**Problem set:**
**1)** Answer these about the stage size thread:
(a) What trim height came with the 40 x 40 stage dimensions?
(b) Where is the stage, as far as len knows?
(c) What does len say about the budget that ends the bid?
**2)** Please write out the part of the stage size thread that opens with the words containing "Sure. We built" and closes with "pursuing the event.".

**Page excerpt:**
- - -

# Stage Size



## len (Apr 24, 2010)

I was asked to quote a job and given sparse details. One detail they did provide was the stage dimensions of 40 x 40 and a trim height of 35'. Anyone ever heard of a stage that is perfectly square, with that trim height? Not planning on bidding until I get the rest of the story, but just seems strange.


----------



## Footer (Apr 24, 2010)

Portable stage possibly? That is 5 decks wide and 10 deep...

Could be in a ballroom?


----------



## len (Apr 24, 2010)

In a gym, as far as I know. Most stages I've seen are fairly rectangular, at least measured in front of the last electric to the main curtain line (or whatever you call it).

I was really wondering if anyone had ever seen a truly square theatrical stage.


----------



## shiben (Apr 25, 2010)

len said:


> In a gym, as far as I know. Most stages I've seen are fairly rectangular, at least measured in front of the last electric to the main curtain line (or whatever you call it).
> 
> I was really wondering if anyone had ever seen a truly square theatrical stage.



Sure. We built one for a show. It might just be that thats how much space they had for the depth, and so they made it that deep. You can make it rectangular if you add in a rear traveler.


----------



## len (Apr 25, 2010)

It's all academic now. Their budget is about 1/3 of my best price, so I won't be pursuing the event.


----------



## masterelectrician2112 (Apr 25, 2010)

Mine is 40'x40' at my high school. Funny, though, it never seemed square before!


----------

- - -

**Coordinate annotation records:**
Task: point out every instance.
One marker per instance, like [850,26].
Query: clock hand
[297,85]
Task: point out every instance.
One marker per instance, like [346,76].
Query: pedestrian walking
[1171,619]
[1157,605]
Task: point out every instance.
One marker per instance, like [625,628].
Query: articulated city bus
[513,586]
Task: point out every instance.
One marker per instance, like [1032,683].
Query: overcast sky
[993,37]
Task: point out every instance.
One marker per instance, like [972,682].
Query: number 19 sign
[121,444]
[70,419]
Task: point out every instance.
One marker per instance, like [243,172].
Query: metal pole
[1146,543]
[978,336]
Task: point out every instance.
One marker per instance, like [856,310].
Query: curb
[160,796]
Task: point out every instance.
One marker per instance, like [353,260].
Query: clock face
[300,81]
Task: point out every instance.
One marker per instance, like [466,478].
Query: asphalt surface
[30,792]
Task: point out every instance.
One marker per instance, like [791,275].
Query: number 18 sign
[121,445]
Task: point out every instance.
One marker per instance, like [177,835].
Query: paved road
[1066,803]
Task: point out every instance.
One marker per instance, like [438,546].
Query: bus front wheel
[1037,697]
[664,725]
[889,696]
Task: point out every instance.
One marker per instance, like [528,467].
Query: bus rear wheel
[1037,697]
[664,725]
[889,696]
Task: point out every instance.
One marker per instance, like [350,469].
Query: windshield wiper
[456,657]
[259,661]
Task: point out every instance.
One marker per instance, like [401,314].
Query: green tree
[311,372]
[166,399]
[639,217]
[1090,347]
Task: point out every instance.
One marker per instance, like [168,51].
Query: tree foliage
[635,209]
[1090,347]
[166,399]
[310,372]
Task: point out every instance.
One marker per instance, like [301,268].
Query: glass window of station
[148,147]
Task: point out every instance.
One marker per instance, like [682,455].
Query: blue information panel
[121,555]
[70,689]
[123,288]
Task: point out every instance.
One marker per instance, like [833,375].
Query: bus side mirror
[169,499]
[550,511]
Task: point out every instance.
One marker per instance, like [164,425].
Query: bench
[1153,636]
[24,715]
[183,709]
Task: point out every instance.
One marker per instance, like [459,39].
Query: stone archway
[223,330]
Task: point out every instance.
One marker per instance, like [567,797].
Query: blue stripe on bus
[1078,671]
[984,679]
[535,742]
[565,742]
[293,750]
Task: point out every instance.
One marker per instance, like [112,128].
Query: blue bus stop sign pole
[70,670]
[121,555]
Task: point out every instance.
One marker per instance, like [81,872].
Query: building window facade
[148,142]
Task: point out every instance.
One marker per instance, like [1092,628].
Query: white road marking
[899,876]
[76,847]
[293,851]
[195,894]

- - -

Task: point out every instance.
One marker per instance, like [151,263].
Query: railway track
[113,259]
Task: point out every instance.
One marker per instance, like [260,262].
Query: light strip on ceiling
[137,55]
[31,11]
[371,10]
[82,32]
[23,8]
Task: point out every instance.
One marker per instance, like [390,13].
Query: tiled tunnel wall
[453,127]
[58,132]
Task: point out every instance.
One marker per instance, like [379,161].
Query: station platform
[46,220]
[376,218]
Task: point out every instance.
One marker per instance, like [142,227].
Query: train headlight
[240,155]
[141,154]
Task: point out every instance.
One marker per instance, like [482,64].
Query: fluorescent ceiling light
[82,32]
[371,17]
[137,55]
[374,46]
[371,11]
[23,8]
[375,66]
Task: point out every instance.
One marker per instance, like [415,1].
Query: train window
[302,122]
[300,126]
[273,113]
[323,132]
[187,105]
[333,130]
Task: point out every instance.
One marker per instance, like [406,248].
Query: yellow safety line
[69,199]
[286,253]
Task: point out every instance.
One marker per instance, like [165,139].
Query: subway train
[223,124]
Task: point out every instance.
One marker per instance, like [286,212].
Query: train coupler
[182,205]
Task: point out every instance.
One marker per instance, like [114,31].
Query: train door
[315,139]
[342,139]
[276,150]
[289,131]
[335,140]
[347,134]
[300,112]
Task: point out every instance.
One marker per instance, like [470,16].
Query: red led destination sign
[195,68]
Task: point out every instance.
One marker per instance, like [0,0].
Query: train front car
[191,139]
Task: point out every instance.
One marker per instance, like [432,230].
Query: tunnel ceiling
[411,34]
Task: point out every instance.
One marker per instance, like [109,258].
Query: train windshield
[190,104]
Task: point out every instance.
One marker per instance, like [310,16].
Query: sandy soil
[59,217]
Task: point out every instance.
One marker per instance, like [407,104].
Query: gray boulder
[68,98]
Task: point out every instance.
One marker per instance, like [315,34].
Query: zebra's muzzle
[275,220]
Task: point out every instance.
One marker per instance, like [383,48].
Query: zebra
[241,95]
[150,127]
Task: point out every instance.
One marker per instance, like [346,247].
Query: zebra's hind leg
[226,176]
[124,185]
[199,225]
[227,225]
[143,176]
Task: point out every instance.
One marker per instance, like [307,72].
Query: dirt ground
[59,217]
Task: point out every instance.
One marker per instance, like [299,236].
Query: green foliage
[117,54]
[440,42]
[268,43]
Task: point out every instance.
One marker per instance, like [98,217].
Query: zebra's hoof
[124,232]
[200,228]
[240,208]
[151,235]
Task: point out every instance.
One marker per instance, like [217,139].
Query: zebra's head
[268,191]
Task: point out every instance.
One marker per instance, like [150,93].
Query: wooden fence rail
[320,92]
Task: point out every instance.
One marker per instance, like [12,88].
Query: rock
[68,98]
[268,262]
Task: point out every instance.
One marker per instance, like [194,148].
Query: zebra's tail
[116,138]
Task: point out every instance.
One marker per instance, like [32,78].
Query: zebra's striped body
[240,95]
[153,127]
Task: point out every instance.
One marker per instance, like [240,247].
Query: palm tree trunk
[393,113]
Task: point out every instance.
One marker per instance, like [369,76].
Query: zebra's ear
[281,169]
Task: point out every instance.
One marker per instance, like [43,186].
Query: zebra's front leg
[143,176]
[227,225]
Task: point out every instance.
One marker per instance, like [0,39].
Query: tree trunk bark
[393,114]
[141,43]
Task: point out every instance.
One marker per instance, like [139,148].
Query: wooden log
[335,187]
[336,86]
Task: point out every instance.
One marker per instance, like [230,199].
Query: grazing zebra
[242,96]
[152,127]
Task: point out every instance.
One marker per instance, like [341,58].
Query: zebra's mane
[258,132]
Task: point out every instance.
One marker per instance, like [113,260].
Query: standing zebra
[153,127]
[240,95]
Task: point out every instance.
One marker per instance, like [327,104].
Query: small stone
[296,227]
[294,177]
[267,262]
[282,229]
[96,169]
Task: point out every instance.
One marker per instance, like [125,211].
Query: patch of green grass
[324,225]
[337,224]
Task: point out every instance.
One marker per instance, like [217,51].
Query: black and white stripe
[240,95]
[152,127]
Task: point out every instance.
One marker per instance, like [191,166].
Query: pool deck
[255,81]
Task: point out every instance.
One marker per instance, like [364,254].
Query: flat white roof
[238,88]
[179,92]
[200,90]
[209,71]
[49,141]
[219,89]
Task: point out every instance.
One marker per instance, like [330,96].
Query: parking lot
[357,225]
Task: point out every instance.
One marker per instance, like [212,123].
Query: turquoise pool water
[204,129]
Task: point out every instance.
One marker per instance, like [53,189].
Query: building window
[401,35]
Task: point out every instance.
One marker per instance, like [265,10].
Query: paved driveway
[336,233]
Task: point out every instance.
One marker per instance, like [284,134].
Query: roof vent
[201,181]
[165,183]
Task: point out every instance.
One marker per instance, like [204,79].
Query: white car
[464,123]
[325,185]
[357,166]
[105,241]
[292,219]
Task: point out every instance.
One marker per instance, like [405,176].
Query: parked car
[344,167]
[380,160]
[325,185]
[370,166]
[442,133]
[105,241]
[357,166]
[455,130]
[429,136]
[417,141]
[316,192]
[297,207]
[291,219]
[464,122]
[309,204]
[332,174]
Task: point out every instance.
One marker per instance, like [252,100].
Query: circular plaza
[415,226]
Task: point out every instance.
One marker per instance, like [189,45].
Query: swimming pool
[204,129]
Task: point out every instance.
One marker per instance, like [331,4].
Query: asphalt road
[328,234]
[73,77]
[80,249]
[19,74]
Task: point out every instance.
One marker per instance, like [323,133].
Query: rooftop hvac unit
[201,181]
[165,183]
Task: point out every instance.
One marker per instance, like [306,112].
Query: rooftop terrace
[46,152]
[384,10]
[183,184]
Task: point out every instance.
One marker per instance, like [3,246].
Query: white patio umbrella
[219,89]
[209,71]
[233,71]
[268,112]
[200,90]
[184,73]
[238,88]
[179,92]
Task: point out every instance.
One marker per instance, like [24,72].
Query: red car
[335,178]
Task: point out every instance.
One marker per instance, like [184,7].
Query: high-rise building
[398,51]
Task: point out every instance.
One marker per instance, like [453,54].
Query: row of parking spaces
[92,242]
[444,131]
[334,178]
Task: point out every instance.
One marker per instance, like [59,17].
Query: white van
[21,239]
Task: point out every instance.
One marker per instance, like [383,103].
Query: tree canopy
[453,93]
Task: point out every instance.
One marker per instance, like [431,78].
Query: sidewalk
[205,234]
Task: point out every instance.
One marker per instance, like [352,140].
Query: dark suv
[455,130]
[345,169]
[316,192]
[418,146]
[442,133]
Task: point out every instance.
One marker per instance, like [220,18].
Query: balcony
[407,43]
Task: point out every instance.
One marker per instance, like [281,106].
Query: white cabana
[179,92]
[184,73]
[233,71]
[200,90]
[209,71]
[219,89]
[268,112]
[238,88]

- - -

**Outputs by task:**
**1)**
(a) 35'.
(b) In a gym.
(c) Their budget is about 1/3 of len's best price.

**2)**
Sure. We built one for a show. It might just be that thats how much space they had for the depth, and so they made it that deep. You can make it rectangular if you add in a rear traveler.


----------



## len (Apr 25, 2010)

It's all academic now. Their budget is about 1/3 of my best price, so I won't be pursuing the event.